* Your objective
Please rewrite the records below, substituting "put a marker" for every "place a point" and leaving everything else unchanged.

(Location labeling records)
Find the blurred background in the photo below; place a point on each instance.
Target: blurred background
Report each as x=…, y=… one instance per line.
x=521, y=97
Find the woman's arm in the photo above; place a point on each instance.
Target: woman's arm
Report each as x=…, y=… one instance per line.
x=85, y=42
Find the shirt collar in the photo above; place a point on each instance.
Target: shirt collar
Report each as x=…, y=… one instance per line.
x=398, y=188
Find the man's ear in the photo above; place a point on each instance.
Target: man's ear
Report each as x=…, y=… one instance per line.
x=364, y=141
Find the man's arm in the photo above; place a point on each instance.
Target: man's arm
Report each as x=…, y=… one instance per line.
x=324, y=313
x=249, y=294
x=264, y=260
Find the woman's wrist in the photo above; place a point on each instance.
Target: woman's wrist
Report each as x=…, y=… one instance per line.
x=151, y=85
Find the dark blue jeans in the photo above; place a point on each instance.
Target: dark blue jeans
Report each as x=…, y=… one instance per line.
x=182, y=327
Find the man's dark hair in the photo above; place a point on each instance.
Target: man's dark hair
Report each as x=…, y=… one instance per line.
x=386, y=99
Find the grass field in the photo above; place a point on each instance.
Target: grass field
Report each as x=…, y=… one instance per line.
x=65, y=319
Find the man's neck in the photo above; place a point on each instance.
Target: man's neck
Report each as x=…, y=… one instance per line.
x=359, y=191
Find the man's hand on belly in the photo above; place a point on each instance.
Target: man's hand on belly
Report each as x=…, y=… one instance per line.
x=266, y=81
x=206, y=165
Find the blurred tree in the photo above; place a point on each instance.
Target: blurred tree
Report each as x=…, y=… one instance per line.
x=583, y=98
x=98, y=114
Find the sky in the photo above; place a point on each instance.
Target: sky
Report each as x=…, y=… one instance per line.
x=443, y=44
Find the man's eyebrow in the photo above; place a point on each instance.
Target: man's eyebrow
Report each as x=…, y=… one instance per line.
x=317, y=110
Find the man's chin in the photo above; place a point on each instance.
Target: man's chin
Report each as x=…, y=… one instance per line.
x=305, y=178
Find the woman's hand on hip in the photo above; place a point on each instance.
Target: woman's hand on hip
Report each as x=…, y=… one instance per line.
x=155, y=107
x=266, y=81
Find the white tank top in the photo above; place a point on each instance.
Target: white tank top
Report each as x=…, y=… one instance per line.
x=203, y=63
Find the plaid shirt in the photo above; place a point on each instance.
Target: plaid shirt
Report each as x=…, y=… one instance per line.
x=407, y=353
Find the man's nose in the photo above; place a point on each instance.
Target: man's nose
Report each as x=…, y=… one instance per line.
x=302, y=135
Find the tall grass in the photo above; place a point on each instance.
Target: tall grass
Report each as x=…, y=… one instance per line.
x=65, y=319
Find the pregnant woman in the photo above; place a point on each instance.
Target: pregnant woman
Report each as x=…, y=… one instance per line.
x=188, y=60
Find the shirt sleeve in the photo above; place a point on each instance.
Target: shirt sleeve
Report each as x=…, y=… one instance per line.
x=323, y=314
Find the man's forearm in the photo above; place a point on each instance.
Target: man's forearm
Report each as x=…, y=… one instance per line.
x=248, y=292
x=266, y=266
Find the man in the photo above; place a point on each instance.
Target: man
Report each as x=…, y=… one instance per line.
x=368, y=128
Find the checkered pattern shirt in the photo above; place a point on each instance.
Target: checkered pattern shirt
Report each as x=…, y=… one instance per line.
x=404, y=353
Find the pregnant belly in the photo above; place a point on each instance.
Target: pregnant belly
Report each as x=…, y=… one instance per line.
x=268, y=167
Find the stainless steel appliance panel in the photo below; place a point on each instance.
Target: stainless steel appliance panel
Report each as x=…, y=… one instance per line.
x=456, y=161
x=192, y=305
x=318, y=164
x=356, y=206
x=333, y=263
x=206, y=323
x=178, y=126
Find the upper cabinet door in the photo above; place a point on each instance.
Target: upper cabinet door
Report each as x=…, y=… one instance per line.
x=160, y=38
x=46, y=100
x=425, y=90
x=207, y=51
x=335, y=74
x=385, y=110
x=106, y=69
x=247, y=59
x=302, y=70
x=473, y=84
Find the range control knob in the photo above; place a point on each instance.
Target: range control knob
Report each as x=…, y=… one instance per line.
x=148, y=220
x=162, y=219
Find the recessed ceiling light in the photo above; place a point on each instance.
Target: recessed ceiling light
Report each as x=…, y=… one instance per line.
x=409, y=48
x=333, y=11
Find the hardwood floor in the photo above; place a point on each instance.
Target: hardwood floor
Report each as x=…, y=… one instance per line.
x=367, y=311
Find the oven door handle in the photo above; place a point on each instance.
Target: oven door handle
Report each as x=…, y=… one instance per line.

* The solution
Find the blurred background in the photo below; put a marker on each instance.
Target: blurred background
Report each as x=…, y=… one instance per line.
x=521, y=97
Find the woman's arm in the photo above; put a marker on each instance.
Target: woman's arm
Report each as x=…, y=… one instance per line.
x=85, y=42
Find the shirt collar in the photo above; put a marker on each instance.
Target: shirt collar
Report each as x=…, y=… one instance per line.
x=398, y=188
Find the man's ear in the photo above; put a marker on each instance.
Target: man's ear
Report each as x=…, y=… one instance per line.
x=364, y=141
Find the man's arm in the photo above; put a marker on each instance.
Target: man's arm
Report each as x=…, y=… one instance per line.
x=324, y=313
x=249, y=294
x=264, y=260
Find the woman's wrist in the photo above; put a marker on each instance.
Target: woman's wrist
Report each as x=…, y=… one instance per line.
x=151, y=85
Find the dark blue jeans in the photo above; put a marker on each instance.
Target: dark blue jeans
Report each as x=…, y=… one instance per line.
x=182, y=327
Find the man's dark hair in the photo above; put a marker on each instance.
Target: man's dark hair
Report each as x=…, y=… one instance per line.
x=386, y=99
Find the grass field in the photo above; put a marker on each instance.
Target: grass field
Report each as x=…, y=… one instance per line.
x=65, y=319
Find the man's neck in the photo above; put a marker on each instance.
Target: man's neck
Report each as x=…, y=… one instance per line.
x=359, y=191
Find the man's hand on belly in the photo above; put a marker on each instance.
Target: man's hand on belly
Report each as x=…, y=… one instance per line.
x=266, y=81
x=206, y=165
Find the blurred tree in the photo above; put a marker on each instance.
Target: blurred tree
Report each as x=…, y=… one instance per line.
x=583, y=98
x=98, y=114
Find the sky in the photo above; put a marker on each instance.
Target: sky
Report each as x=…, y=… one instance per line.
x=443, y=44
Find the man's eyebrow in the photo above; put a marker on each instance.
Target: man's eyebrow
Report each as x=…, y=… one instance per line.
x=317, y=110
Find the man's chin in the photo above; put a marker on each instance.
Target: man's chin
Report each as x=…, y=… one instance per line.
x=305, y=178
Find the woman's hand on hip in the photo above; put a marker on each instance.
Target: woman's hand on hip
Report each as x=…, y=… one instance per line.
x=155, y=107
x=266, y=81
Find the white tank top in the photo above; put a marker on each instance.
Target: white tank top
Report each as x=…, y=… one instance per line.
x=203, y=63
Find the plaid shirt in the photo above; put a marker on each instance.
Target: plaid shirt
Report each as x=…, y=… one instance per line.
x=407, y=353
Find the man's nose in the photo above; put a marker on each instance.
Target: man's nose
Report each as x=…, y=… one instance per line.
x=302, y=135
Find the tall grass in the photo above; put a marker on each instance.
Target: tall grass
Report each as x=…, y=… one instance per line.
x=65, y=319
Find the pregnant woman in the photo above; put a marker on each instance.
Target: pregnant woman
Report each as x=…, y=… one instance per line.
x=188, y=60
Find the shirt sleeve in the photo above; put a marker on each instance.
Target: shirt sleeve
Report each as x=…, y=… one instance per line.
x=323, y=314
Find the man's forearm in the photo above; put a marker on each instance.
Target: man's forearm
Report each as x=…, y=… one instance per line.
x=248, y=292
x=266, y=266
Find the man in the photo above; put a marker on each instance.
Target: man
Report each as x=…, y=… one instance per line.
x=368, y=128
Find the checkered pattern shirt in the photo above; put a marker on each instance.
Target: checkered pattern shirt
Report each as x=…, y=… one instance per line.
x=404, y=353
Find the pregnant belly in the photo above; put a marker on each instance.
Target: pregnant belly
Report each as x=…, y=… one instance per line.
x=268, y=167
Find the stainless steel appliance panel in the photo below; put a marker on each instance.
Target: stainless steel appliance panel
Report each as x=…, y=… one instance per line.
x=456, y=161
x=192, y=305
x=318, y=164
x=356, y=206
x=333, y=263
x=206, y=323
x=178, y=126
Find the upper cabinet door in the photo above; put a marker on each instance.
Target: upper cabinet door
Report each as x=…, y=… one instance per line.
x=160, y=38
x=46, y=100
x=425, y=90
x=207, y=51
x=335, y=74
x=385, y=110
x=106, y=69
x=247, y=59
x=302, y=70
x=473, y=84
Find the range control knob in the photo above; put a marker on each instance.
Target: range control knob
Report each as x=…, y=… one instance per line.
x=148, y=220
x=162, y=219
Find the recessed ceiling light in the photo above; put a marker on each instance.
Target: recessed ceiling light
Report each as x=…, y=… one instance per line.
x=409, y=48
x=333, y=11
Find the hardwood floor in the photo above; put a marker on each instance.
Target: hardwood floor
Report each as x=…, y=… one instance per line.
x=367, y=311
Find the oven door handle in the photo above; put a marker on each instance.
Target: oven door handle
Report each as x=…, y=… one instance per line.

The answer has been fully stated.